# Texto de origen
══════

En la noche del jueves, en el Teatro Circo Price de Madrid, la cantaora presentó el disco Verso a Verso, un homenaje a los poemas de Miguel Hernández en el 75 aniversario de su muerte. La noche ofreció, sobre todo, una perspectiva, una línea de tiempo que recorría todo el siglo XX: por un lado, la tragedia de guerra, hambres, cárceles, poemas, y por otro las euforias musicales de las tribus hermanas del flamenco y del jazz.
En esa plaza compartida se disputó la noche. La puerta de la entrada se atestó de gente, pero no se oía el barullo que suele anunciar los recitales flamencos. La formalidad parecía un efecto de la mixtura. En distintos puntos de la cola se captaban algunas hebras de aliento con olor a whisky que se recibían, sin embargo, como una confirmación de que entre nosotros estaban también ellos, los que trasnochan para vivir.
La cantaora presentó el disco Verso a Verso, un homenaje a los poemas de Miguel Hernández en el 75 aniversario de su muerte
Carmen salió al escenario, andaba como si la conociéramos desde siempre. Se arrancó con una nueva versión de Para la libertadque peleó en la memoria de la gente con la omnipresente composición de Joan Manuel Serrat.
La estructura de canción de inspiración jazzística parecía que iba a dificultar que los aficionados encontraran rendijas por las que colar los oles, pero Carmen cantaba sin soberbia, se movía con placidez, agradecida, y el público entendió que él también era parte del concierto. Los jaleos de las gradas fueron creciendo conforme avanzaba el espectáculo. Además, la velada se aflamencó rápido, la mezcla mantuvo la proporción perfecta.
Se interpretaron poemas como Casida del sediento, Imagen de tu huella, Aceituneros de Jaén, Elegía a Ramón Sijé, Primavera celosa... Se hicieron por soleá por bulerías, alegrías, seguiriyas, tanguillos. La cantaora navegó entre palos, hizo crecer una petenera de un taranto en Aceituneros de Jaén y se columpió por bamberas en Todas las casas son ojos. Algunos asistentes cerraban los compases echando la cabeza hacia detrás como si les hubieran pellizcado.

══════

# Tarea 1
Enumera todos los títulos de poemas o canciones que, según la crónica, se interpretaron en el concierto.
# Tarea 2
Edita la crónica: reproduce todo desde "La estructura de" hasta "la proporción perfecta.", cambiando "público" por "auditorio".
# Tarea 3
Responde con datos de la crónica:
(a) ¿En qué teatro se presentó el disco?
(b) ¿Qué aniversario de Miguel Hernández se conmemoraba con el homenaje?
(c) ¿Con la composición de quién peleó en la memoria de la gente la nueva versión de Para la libertad?

══════

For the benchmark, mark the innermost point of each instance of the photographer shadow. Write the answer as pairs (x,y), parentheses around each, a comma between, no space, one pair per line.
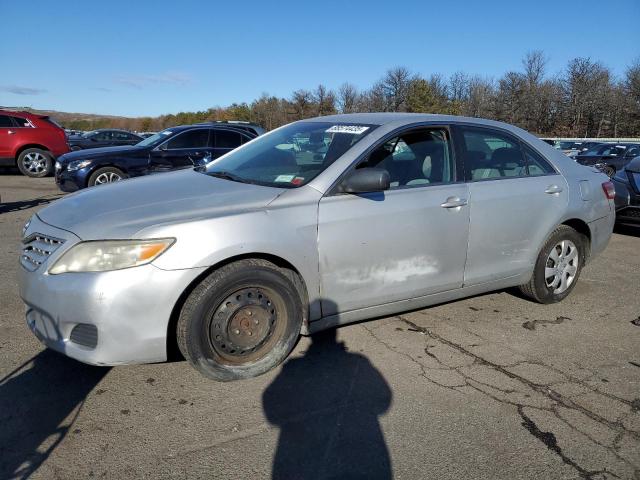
(327,405)
(39,402)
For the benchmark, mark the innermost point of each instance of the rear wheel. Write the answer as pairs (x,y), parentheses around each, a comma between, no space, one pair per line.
(35,163)
(240,321)
(558,266)
(106,175)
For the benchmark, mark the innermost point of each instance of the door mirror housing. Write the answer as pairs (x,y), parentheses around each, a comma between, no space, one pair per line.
(366,180)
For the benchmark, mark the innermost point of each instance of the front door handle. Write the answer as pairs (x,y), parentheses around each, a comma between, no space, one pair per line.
(551,189)
(454,202)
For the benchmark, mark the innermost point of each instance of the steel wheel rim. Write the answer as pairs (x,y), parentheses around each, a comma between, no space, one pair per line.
(107,177)
(245,325)
(561,266)
(35,162)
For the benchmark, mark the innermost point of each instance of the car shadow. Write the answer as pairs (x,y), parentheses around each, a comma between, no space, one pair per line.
(27,204)
(326,405)
(39,402)
(627,230)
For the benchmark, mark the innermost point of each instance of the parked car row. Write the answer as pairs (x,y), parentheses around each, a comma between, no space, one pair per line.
(33,142)
(320,223)
(171,149)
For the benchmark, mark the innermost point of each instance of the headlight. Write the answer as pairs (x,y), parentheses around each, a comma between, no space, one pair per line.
(78,164)
(25,227)
(105,255)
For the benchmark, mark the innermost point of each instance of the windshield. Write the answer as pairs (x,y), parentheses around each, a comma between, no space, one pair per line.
(155,138)
(604,150)
(291,156)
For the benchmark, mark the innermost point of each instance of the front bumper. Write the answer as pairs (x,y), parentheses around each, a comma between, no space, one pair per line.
(66,181)
(101,318)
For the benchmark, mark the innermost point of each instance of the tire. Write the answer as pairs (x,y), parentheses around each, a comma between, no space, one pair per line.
(556,274)
(240,321)
(106,175)
(35,163)
(609,170)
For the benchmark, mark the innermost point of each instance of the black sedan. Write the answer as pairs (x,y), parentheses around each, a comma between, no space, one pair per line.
(627,183)
(171,149)
(103,138)
(609,157)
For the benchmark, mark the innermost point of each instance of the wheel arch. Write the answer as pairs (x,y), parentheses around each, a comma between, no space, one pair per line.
(173,352)
(27,146)
(581,227)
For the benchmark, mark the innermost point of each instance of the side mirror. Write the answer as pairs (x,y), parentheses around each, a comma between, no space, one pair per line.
(366,180)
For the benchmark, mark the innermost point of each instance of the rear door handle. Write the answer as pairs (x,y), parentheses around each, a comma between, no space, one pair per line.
(454,202)
(551,189)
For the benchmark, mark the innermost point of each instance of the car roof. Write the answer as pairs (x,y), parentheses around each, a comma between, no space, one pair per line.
(215,126)
(401,118)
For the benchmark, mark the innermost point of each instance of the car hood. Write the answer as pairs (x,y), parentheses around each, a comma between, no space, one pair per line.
(120,210)
(98,152)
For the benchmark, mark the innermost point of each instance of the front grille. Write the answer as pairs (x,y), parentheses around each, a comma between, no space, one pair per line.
(37,248)
(85,334)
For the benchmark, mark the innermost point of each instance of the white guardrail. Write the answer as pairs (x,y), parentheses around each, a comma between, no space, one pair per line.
(601,139)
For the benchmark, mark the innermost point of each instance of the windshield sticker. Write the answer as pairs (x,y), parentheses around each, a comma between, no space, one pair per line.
(352,129)
(284,178)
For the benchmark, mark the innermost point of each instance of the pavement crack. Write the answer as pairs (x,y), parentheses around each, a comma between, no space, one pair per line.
(551,442)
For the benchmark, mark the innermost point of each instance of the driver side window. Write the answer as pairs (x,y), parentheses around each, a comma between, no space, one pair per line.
(416,158)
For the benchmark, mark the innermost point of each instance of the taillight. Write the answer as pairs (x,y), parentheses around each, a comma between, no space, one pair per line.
(609,190)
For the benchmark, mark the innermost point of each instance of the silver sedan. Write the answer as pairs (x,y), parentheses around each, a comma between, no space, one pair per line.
(319,223)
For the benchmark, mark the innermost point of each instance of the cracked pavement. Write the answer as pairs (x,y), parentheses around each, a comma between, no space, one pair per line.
(494,386)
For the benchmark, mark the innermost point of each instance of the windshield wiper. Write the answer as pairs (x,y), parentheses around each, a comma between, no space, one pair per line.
(228,176)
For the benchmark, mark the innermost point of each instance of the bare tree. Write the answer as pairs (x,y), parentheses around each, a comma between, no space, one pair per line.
(347,98)
(395,85)
(325,100)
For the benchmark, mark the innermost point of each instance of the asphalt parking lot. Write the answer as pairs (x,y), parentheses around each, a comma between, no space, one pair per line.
(493,386)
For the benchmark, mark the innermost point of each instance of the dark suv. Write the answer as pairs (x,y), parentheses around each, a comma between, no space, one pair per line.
(171,149)
(103,138)
(31,142)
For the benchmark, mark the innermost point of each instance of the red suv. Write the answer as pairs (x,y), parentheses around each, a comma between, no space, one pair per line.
(30,141)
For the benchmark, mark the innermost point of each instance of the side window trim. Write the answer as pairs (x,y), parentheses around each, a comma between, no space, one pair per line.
(16,123)
(455,174)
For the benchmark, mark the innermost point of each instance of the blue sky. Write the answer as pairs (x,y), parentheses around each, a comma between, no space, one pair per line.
(147,58)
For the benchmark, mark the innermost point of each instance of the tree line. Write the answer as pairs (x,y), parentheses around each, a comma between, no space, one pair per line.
(585,99)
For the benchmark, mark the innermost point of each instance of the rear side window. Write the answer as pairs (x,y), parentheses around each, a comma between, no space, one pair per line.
(21,122)
(102,136)
(415,158)
(5,121)
(536,165)
(492,155)
(190,139)
(227,139)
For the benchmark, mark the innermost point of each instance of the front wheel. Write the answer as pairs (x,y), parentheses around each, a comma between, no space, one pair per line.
(106,175)
(609,170)
(558,266)
(35,163)
(240,321)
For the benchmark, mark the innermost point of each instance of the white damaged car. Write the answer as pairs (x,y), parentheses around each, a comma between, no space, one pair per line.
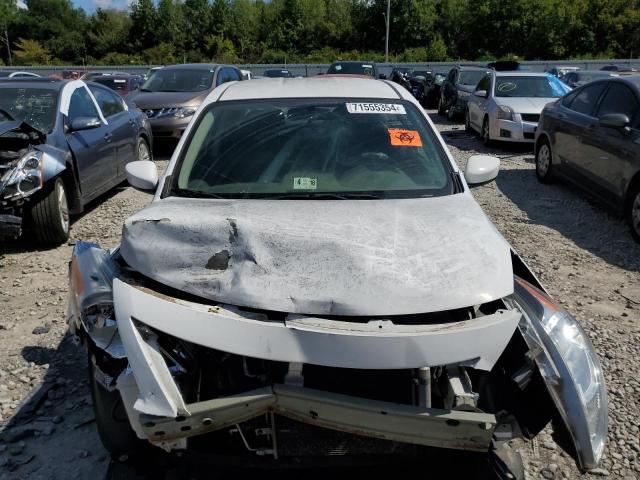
(313,257)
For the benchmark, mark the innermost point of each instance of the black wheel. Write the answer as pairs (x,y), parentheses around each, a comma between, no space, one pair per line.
(441,110)
(50,215)
(143,150)
(633,211)
(486,136)
(544,165)
(114,428)
(467,122)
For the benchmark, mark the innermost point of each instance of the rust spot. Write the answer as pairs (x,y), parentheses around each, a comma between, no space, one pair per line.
(219,261)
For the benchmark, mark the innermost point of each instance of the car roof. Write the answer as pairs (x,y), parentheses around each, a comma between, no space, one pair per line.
(519,73)
(323,86)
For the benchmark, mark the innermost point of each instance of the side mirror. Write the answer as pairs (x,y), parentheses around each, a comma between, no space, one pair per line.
(84,123)
(142,174)
(614,120)
(481,169)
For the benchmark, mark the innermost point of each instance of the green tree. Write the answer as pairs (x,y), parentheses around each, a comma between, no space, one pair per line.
(31,52)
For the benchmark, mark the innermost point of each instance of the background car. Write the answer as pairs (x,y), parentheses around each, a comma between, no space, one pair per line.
(277,73)
(123,84)
(456,88)
(343,67)
(171,95)
(591,137)
(62,144)
(17,74)
(560,70)
(620,67)
(506,106)
(580,77)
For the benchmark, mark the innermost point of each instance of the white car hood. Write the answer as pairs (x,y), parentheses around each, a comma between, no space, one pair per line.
(525,104)
(324,257)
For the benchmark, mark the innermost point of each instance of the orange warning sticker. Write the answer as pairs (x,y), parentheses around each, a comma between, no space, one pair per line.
(404,138)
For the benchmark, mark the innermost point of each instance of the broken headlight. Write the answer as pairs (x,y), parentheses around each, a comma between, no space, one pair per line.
(25,178)
(570,368)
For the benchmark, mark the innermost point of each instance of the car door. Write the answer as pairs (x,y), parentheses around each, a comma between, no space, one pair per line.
(92,148)
(478,105)
(575,115)
(121,126)
(610,153)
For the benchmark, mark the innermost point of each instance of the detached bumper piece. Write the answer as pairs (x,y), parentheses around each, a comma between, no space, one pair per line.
(389,421)
(10,226)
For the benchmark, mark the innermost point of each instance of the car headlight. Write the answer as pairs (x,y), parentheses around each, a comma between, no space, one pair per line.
(505,113)
(25,178)
(570,369)
(182,112)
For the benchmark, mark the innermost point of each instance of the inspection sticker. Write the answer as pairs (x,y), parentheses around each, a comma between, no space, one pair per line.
(391,108)
(404,138)
(305,183)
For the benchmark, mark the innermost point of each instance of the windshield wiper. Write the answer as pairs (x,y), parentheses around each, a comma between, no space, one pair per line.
(185,192)
(325,196)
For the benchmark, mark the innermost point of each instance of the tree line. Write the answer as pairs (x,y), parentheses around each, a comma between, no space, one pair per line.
(52,32)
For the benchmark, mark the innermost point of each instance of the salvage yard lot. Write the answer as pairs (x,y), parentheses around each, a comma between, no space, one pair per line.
(581,253)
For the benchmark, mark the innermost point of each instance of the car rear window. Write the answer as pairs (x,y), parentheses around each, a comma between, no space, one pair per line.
(266,149)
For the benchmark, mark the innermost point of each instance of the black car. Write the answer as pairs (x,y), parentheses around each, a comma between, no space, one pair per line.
(591,137)
(368,69)
(619,68)
(580,77)
(62,144)
(456,88)
(277,73)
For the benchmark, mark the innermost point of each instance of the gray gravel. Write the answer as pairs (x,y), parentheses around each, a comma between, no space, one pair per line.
(581,253)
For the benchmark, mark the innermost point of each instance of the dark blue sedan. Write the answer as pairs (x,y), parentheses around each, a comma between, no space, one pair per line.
(62,144)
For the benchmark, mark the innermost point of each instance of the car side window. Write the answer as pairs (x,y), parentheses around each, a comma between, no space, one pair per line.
(110,103)
(585,101)
(81,104)
(618,99)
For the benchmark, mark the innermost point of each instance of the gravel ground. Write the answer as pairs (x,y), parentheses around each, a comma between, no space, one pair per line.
(582,254)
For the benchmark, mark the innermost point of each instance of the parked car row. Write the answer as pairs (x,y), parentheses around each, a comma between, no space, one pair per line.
(65,142)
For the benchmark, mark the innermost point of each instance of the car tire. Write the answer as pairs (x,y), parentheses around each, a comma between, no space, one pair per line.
(50,215)
(143,152)
(544,165)
(112,422)
(485,134)
(633,211)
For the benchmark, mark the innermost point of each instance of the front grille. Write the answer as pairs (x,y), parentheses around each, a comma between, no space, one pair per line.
(531,117)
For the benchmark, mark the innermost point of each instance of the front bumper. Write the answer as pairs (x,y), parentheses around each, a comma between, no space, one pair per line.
(515,130)
(389,421)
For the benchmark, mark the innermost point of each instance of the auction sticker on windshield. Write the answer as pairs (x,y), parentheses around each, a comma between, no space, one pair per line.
(376,108)
(304,183)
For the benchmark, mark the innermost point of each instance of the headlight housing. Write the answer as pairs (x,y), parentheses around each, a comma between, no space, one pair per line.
(570,368)
(505,113)
(182,112)
(25,178)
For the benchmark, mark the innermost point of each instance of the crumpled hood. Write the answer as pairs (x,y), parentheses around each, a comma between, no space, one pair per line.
(154,100)
(338,257)
(525,104)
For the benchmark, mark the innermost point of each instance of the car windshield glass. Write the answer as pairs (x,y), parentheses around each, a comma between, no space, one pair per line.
(35,106)
(546,86)
(313,148)
(178,80)
(118,84)
(352,69)
(471,77)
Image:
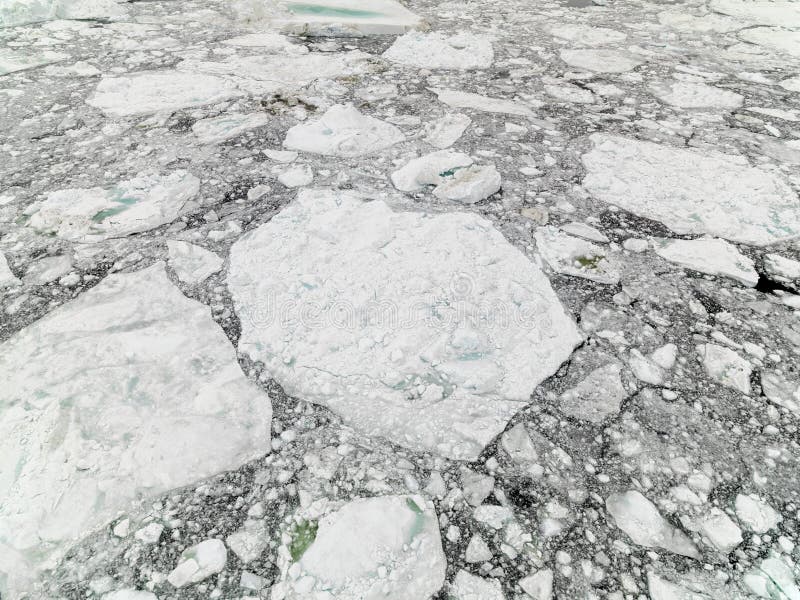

══════

# Respuesta 1
Para la libertad
Casida del sediento
Imagen de tu huella
Aceituneros de Jaén
Elegía a Ramón Sijé
Primavera celosa
Todas las casas son ojos

# Respuesta 2
La estructura de canción de inspiración jazzística parecía que iba a dificultar que los aficionados encontraran rendijas por las que colar los oles, pero Carmen cantaba sin soberbia, se movía con placidez, agradecida, y el auditorio entendió que él también era parte del concierto. Los jaleos de las gradas fueron creciendo conforme avanzaba el espectáculo. Además, la velada se aflamencó rápido, la mezcla mantuvo la proporción perfecta.

# Respuesta 3
(a) En el Teatro Circo Price de Madrid.
(b) El 75 aniversario de su muerte.
(c) Con la de Joan Manuel Serrat.